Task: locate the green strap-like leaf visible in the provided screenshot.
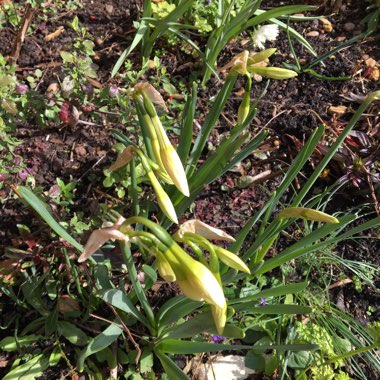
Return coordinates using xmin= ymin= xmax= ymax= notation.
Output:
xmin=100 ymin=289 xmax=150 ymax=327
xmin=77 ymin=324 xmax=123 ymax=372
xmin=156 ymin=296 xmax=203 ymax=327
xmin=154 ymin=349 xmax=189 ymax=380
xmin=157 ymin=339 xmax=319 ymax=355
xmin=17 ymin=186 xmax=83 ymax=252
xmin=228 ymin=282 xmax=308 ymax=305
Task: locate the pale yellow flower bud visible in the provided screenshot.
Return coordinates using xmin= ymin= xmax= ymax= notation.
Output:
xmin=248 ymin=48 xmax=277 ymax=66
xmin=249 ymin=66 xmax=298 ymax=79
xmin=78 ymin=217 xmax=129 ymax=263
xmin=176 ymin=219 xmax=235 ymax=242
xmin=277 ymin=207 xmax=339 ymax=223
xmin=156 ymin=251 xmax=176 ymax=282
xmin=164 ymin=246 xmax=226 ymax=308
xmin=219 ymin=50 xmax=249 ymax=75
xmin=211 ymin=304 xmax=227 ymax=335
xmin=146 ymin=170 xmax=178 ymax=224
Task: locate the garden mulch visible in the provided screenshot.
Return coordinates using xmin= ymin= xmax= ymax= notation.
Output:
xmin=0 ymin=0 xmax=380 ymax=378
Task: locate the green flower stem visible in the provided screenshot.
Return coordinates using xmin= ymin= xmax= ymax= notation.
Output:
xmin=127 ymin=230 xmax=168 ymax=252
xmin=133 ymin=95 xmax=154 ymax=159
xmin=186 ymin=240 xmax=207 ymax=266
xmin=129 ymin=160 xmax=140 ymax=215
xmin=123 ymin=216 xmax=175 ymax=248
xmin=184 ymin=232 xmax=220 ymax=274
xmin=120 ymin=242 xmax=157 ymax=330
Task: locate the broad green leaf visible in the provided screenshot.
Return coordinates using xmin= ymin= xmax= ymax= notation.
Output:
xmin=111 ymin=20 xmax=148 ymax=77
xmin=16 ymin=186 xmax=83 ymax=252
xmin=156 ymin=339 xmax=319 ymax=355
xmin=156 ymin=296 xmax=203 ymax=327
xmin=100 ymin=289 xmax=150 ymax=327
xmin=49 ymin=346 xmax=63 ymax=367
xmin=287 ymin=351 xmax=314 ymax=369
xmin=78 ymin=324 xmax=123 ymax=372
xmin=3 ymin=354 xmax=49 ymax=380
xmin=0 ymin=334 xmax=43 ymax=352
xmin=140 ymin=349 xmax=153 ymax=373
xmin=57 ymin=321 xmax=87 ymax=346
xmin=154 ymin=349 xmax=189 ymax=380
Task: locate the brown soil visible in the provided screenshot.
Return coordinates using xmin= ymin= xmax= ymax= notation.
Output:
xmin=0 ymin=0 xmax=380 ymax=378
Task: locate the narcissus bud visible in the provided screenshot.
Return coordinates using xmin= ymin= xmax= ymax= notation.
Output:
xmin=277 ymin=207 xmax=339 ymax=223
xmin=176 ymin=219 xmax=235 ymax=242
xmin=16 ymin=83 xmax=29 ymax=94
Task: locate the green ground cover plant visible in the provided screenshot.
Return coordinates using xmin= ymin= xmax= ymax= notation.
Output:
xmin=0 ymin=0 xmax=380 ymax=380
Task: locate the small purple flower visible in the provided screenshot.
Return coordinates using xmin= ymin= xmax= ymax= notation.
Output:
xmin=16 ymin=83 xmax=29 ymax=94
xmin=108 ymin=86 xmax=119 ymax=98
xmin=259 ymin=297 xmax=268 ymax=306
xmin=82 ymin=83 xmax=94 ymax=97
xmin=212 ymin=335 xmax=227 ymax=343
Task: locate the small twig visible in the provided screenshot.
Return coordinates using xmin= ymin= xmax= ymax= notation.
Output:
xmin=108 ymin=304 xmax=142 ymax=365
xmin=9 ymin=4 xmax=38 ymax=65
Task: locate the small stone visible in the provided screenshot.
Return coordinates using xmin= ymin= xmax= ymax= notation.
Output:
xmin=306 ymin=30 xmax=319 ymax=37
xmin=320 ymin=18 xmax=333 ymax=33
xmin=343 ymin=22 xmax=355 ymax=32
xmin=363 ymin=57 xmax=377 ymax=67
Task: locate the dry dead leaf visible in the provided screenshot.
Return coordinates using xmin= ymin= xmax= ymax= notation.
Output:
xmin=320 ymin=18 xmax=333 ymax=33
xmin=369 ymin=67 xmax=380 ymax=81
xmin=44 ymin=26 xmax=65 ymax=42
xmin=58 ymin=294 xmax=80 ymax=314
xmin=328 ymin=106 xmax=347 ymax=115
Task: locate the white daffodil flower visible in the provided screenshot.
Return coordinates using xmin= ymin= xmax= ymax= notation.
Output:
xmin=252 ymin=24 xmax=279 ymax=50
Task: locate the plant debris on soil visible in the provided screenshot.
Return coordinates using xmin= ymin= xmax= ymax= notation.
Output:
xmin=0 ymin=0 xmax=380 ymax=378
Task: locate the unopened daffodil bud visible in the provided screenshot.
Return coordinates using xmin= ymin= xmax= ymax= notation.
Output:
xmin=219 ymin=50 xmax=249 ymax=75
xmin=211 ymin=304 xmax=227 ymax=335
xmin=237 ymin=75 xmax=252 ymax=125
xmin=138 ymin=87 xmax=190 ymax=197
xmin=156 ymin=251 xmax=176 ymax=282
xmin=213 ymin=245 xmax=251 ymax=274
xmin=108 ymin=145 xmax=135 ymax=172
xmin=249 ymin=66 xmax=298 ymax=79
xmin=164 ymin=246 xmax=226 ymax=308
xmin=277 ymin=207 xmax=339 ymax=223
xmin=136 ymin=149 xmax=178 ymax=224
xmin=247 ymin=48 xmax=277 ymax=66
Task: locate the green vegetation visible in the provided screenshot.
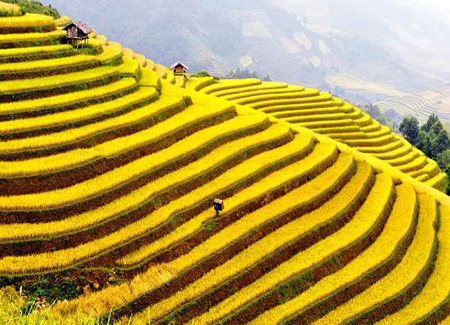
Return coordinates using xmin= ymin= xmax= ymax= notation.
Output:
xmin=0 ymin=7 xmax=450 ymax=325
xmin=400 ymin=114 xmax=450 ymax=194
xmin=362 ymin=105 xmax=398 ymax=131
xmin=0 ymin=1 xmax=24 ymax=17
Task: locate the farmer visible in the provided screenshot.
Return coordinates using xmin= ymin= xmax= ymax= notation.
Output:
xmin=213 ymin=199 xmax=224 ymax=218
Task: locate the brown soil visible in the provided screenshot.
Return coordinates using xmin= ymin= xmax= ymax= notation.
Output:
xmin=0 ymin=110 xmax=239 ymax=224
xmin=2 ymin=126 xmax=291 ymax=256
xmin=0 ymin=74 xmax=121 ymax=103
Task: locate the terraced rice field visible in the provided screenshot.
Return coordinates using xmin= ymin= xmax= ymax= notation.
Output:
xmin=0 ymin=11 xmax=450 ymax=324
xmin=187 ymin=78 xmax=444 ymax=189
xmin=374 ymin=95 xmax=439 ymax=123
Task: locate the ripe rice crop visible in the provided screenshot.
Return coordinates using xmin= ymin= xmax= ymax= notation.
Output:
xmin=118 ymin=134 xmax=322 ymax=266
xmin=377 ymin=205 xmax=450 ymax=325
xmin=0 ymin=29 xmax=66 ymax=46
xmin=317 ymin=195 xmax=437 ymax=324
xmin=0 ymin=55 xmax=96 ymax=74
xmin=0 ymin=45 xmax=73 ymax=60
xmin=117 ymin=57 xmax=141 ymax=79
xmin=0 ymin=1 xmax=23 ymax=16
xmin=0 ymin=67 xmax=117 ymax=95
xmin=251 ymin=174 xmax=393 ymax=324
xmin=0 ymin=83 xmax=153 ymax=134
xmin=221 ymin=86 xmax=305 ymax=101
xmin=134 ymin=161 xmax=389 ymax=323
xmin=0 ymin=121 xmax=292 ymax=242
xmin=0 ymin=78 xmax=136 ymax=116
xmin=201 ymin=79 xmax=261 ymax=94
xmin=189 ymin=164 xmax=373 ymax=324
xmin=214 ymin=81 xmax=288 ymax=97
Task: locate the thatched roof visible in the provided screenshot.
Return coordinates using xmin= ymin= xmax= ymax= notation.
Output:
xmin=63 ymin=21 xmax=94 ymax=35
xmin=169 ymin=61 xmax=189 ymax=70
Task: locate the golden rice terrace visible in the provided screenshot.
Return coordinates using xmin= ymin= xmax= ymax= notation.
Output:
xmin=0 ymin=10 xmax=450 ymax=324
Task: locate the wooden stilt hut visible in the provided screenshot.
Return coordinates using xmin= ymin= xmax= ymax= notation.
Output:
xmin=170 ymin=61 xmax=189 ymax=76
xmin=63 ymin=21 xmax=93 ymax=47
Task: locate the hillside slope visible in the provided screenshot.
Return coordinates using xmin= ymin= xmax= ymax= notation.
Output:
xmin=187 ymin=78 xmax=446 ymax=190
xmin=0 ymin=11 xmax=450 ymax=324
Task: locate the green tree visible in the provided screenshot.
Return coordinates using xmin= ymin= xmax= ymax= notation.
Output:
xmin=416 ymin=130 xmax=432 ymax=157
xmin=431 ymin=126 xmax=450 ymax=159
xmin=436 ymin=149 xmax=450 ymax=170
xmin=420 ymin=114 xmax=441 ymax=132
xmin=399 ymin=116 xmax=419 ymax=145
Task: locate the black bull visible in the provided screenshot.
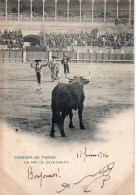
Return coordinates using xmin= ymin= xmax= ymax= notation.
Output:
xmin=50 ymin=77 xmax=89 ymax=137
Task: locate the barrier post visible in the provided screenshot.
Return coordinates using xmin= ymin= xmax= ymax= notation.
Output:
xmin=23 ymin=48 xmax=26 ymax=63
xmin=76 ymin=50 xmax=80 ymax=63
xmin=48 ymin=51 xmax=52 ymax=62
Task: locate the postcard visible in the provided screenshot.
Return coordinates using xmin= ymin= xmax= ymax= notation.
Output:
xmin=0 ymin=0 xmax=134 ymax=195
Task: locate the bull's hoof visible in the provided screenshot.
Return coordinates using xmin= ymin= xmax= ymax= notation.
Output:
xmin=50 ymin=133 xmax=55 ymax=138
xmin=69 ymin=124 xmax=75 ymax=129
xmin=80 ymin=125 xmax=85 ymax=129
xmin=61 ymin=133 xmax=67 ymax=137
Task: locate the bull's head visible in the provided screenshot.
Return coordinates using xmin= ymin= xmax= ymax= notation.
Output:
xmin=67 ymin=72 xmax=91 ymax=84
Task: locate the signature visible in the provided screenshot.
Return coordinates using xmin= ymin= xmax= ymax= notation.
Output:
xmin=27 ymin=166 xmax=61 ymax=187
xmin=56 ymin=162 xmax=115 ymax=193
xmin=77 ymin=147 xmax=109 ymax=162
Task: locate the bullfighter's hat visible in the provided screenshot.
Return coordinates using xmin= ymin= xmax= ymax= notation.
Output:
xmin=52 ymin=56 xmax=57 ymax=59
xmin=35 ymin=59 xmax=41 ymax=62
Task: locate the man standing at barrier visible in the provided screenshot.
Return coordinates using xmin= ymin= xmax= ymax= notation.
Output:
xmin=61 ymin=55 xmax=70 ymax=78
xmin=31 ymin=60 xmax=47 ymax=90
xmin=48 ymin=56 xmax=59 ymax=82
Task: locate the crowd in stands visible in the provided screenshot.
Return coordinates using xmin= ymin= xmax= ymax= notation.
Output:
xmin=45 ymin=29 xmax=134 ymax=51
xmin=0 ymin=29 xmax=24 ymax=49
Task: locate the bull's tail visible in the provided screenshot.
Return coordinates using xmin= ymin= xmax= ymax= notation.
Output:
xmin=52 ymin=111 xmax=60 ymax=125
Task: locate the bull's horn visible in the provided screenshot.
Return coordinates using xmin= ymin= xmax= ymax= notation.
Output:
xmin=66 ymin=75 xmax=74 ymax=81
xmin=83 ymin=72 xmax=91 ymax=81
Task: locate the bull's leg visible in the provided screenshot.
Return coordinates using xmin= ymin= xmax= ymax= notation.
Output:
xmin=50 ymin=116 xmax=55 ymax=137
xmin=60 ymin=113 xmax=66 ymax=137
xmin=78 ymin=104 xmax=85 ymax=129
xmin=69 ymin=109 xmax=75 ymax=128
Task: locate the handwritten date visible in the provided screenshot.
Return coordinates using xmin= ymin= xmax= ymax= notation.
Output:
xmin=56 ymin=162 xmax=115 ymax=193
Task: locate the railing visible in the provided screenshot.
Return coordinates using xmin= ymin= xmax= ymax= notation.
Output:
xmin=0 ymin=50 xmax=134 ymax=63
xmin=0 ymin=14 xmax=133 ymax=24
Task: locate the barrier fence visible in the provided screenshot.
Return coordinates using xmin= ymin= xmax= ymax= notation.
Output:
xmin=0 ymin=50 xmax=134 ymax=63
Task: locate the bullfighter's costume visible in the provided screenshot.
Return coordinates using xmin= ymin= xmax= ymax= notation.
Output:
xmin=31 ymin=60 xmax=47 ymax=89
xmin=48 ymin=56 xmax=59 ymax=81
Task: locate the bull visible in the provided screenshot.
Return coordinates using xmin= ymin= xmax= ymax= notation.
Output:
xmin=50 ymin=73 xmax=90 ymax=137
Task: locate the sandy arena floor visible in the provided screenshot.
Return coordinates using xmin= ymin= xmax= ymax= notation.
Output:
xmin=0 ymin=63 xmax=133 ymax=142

* * * *

### THE EXERCISE
Copy the items verbatim, beginning at the line that contains "Task: locate the postcard" and ending after the line that contains "xmin=67 ymin=72 xmax=91 ymax=84".

### RESPONSE TO THE TASK
Task: locate the postcard visible in the provided screenshot.
Return coordinates using xmin= ymin= xmax= ymax= notation.
Output:
xmin=0 ymin=0 xmax=134 ymax=195
Task: locate the bull's hoof visible in the provided screenshot.
Return coordinates using xmin= ymin= xmax= ymax= notation.
Output:
xmin=50 ymin=133 xmax=55 ymax=138
xmin=69 ymin=124 xmax=75 ymax=129
xmin=80 ymin=125 xmax=85 ymax=129
xmin=61 ymin=133 xmax=67 ymax=137
Task: locate the bull's head visible in the provided screenshot.
Return coordinates using xmin= ymin= xmax= ymax= notation.
Output:
xmin=67 ymin=72 xmax=91 ymax=84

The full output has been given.